▶ **Problem statement**
Rewrite the items from the start through the line with "192), (189, 191)]]", swapping "stone planter box" for "wooden planter box" and leaving everything else as it is. Leave the pictures out of your answer.

(Named region outline items)
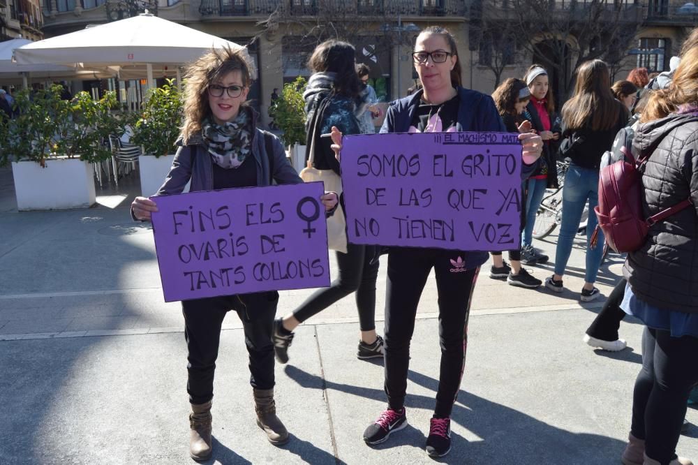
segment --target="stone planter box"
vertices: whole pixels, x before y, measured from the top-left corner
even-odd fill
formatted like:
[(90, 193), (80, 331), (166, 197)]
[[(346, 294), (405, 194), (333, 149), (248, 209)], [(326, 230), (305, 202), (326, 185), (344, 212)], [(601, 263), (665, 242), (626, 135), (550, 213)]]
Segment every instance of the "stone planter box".
[(305, 151), (305, 145), (296, 144), (291, 147), (291, 149), (288, 152), (288, 158), (291, 162), (291, 165), (299, 173), (301, 172), (301, 170), (306, 167)]
[(49, 158), (46, 168), (13, 161), (12, 175), (20, 212), (89, 208), (96, 201), (92, 165), (79, 158)]
[[(141, 155), (138, 157), (138, 169), (140, 171), (140, 192), (144, 197), (150, 197), (158, 191), (165, 182), (170, 172), (174, 154), (155, 157), (153, 155)], [(187, 183), (184, 192), (189, 191)]]

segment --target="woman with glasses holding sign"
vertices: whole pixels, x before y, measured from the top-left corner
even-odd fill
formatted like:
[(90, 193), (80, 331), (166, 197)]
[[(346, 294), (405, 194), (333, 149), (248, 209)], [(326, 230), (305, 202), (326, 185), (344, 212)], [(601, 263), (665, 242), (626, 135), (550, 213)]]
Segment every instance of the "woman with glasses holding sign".
[[(258, 117), (245, 102), (254, 73), (247, 59), (244, 50), (213, 50), (189, 68), (179, 147), (156, 196), (181, 193), (190, 180), (192, 191), (302, 182), (281, 142), (257, 127)], [(329, 212), (337, 205), (334, 193), (320, 198)], [(156, 202), (144, 197), (131, 204), (135, 219), (149, 221), (157, 211)], [(272, 327), (278, 301), (276, 291), (182, 301), (191, 404), (189, 454), (195, 460), (206, 460), (212, 452), (214, 372), (221, 325), (230, 310), (244, 327), (257, 425), (272, 444), (288, 441), (274, 401)]]
[[(424, 29), (413, 54), (422, 89), (393, 102), (381, 133), (505, 131), (489, 96), (461, 86), (461, 65), (453, 36), (439, 27)], [(521, 134), (522, 179), (537, 165), (542, 141)], [(341, 134), (332, 128), (339, 156)], [(487, 252), (391, 247), (388, 253), (385, 308), (385, 392), (387, 408), (364, 432), (368, 444), (378, 444), (407, 424), (405, 396), (410, 341), (422, 291), (432, 268), (438, 290), (440, 373), (436, 406), (426, 438), (426, 452), (442, 457), (451, 449), (450, 415), (465, 367), (470, 302)]]

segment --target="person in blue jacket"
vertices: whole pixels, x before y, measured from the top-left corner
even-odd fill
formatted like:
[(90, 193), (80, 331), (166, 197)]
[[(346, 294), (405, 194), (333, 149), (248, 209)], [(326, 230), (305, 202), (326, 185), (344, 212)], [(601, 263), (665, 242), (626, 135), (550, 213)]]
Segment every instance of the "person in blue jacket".
[[(505, 131), (492, 98), (463, 89), (453, 36), (439, 27), (419, 34), (413, 53), (422, 88), (393, 102), (381, 133)], [(539, 135), (521, 134), (526, 179), (537, 168), (542, 149)], [(341, 133), (332, 129), (333, 148)], [(387, 408), (364, 432), (368, 444), (382, 443), (406, 425), (404, 401), (410, 341), (417, 306), (432, 268), (438, 289), (440, 374), (436, 406), (430, 421), (426, 452), (442, 457), (451, 448), (450, 415), (465, 366), (470, 302), (480, 267), (487, 252), (391, 247), (388, 253), (385, 306), (385, 392)]]

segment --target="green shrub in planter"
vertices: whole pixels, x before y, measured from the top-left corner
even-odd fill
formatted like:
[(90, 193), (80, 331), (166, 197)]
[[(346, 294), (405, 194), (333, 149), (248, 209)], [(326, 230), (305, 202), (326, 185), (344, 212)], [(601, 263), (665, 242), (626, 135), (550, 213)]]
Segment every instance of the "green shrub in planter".
[(283, 84), (281, 95), (277, 98), (274, 108), (274, 122), (283, 131), (281, 138), (287, 147), (306, 142), (305, 101), (303, 91), (306, 80), (299, 76), (296, 80)]
[(174, 152), (179, 136), (184, 102), (174, 80), (168, 80), (162, 87), (149, 91), (148, 99), (141, 107), (140, 117), (133, 126), (131, 142), (143, 147), (143, 152), (156, 157)]
[(83, 91), (68, 101), (61, 98), (61, 86), (54, 85), (17, 94), (15, 102), (20, 115), (4, 123), (6, 131), (0, 138), (5, 163), (30, 160), (45, 166), (51, 157), (96, 162), (111, 156), (104, 141), (118, 125), (110, 112), (117, 105), (116, 94), (107, 92), (94, 101)]

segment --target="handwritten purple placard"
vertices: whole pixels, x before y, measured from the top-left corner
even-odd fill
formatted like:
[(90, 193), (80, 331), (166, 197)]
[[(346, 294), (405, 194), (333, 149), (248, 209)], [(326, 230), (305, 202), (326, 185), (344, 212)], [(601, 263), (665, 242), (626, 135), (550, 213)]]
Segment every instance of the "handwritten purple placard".
[(488, 251), (518, 248), (517, 134), (348, 135), (343, 145), (350, 242)]
[(151, 198), (165, 302), (329, 286), (322, 183)]

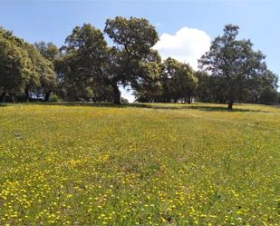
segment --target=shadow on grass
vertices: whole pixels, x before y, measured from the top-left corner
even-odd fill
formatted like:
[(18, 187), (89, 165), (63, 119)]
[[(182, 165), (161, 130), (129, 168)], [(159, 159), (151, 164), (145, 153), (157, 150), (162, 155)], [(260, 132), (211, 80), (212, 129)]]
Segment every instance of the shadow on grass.
[[(238, 108), (238, 104), (234, 106), (233, 110), (228, 110), (227, 105), (225, 106), (208, 106), (200, 104), (182, 104), (182, 103), (39, 103), (39, 104), (45, 105), (58, 105), (58, 106), (92, 106), (92, 107), (116, 107), (116, 108), (149, 108), (149, 109), (166, 109), (166, 110), (182, 110), (193, 109), (204, 112), (264, 112), (258, 109), (246, 109)], [(236, 108), (235, 108), (236, 107)]]

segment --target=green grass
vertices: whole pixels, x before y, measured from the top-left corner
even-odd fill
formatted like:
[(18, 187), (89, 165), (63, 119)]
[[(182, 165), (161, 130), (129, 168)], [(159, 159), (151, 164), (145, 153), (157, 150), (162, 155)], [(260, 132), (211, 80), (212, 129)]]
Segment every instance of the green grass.
[(0, 225), (279, 225), (280, 109), (225, 107), (1, 107)]

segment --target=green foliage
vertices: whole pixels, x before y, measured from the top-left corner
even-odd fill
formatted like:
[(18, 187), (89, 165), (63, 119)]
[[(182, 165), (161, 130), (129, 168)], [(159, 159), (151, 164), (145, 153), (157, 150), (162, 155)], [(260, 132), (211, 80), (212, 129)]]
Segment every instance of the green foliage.
[(218, 93), (228, 102), (229, 109), (248, 93), (259, 95), (262, 81), (269, 74), (265, 55), (252, 49), (250, 40), (237, 40), (238, 30), (238, 26), (226, 25), (224, 34), (212, 42), (210, 50), (199, 60), (200, 68), (217, 77), (215, 82), (221, 87)]
[(0, 30), (0, 89), (2, 99), (7, 93), (50, 92), (54, 88), (52, 62), (44, 58), (32, 44)]
[(41, 41), (34, 43), (34, 46), (40, 52), (40, 54), (51, 62), (53, 62), (55, 58), (59, 56), (59, 49), (53, 43), (45, 43)]
[(8, 92), (23, 91), (32, 76), (34, 65), (22, 44), (10, 32), (0, 29), (0, 101)]
[(61, 101), (61, 99), (59, 98), (58, 95), (56, 95), (56, 94), (50, 95), (49, 102), (60, 102), (60, 101)]
[(279, 108), (91, 105), (1, 108), (0, 225), (280, 224)]
[(198, 86), (198, 78), (188, 64), (169, 57), (161, 64), (159, 69), (156, 65), (151, 66), (159, 70), (159, 73), (151, 74), (159, 74), (159, 76), (150, 76), (152, 81), (141, 84), (141, 89), (135, 92), (139, 102), (191, 102)]

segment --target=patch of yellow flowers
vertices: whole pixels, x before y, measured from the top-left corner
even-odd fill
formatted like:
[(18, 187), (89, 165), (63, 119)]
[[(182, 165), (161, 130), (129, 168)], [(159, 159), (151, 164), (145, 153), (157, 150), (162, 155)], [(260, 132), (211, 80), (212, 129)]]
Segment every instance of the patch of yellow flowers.
[(0, 225), (280, 224), (280, 109), (148, 106), (1, 108)]

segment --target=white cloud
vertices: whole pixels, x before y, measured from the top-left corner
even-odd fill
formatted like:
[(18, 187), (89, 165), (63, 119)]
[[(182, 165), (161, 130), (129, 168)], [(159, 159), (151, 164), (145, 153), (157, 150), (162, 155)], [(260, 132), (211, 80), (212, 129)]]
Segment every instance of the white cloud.
[(198, 59), (210, 47), (210, 36), (202, 30), (182, 27), (175, 35), (163, 34), (153, 47), (162, 59), (173, 57), (198, 69)]

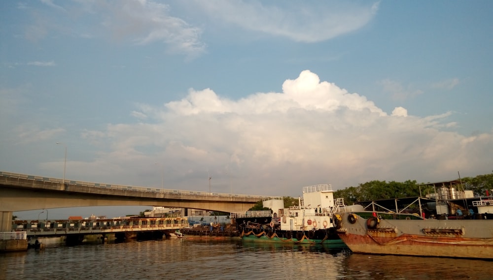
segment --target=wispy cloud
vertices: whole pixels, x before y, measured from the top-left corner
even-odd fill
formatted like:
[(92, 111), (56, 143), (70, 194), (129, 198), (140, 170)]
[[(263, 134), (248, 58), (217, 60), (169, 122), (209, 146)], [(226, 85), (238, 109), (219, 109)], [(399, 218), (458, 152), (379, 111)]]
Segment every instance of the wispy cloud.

▶ **Solution to this task**
segment --target="wooden planter box"
vertices: whole pixels, x before y, measured from the top-left corner
even-odd fill
formatted like:
[(90, 193), (80, 331), (166, 197)]
[[(346, 294), (405, 194), (333, 149), (248, 209)], [(326, 230), (305, 202), (326, 185), (344, 212)], [(601, 263), (665, 242), (626, 135), (550, 213)]]
Segment every instance of the "wooden planter box".
[(305, 151), (305, 145), (296, 144), (291, 147), (291, 149), (288, 152), (288, 158), (291, 162), (291, 165), (299, 173), (301, 172), (301, 170), (306, 167)]
[(49, 158), (46, 168), (13, 161), (12, 175), (20, 212), (89, 208), (96, 201), (92, 165), (79, 158)]
[[(141, 155), (138, 157), (138, 169), (140, 171), (140, 192), (144, 197), (150, 197), (158, 191), (165, 182), (170, 172), (174, 154), (155, 157), (153, 155)], [(187, 183), (184, 192), (189, 191)]]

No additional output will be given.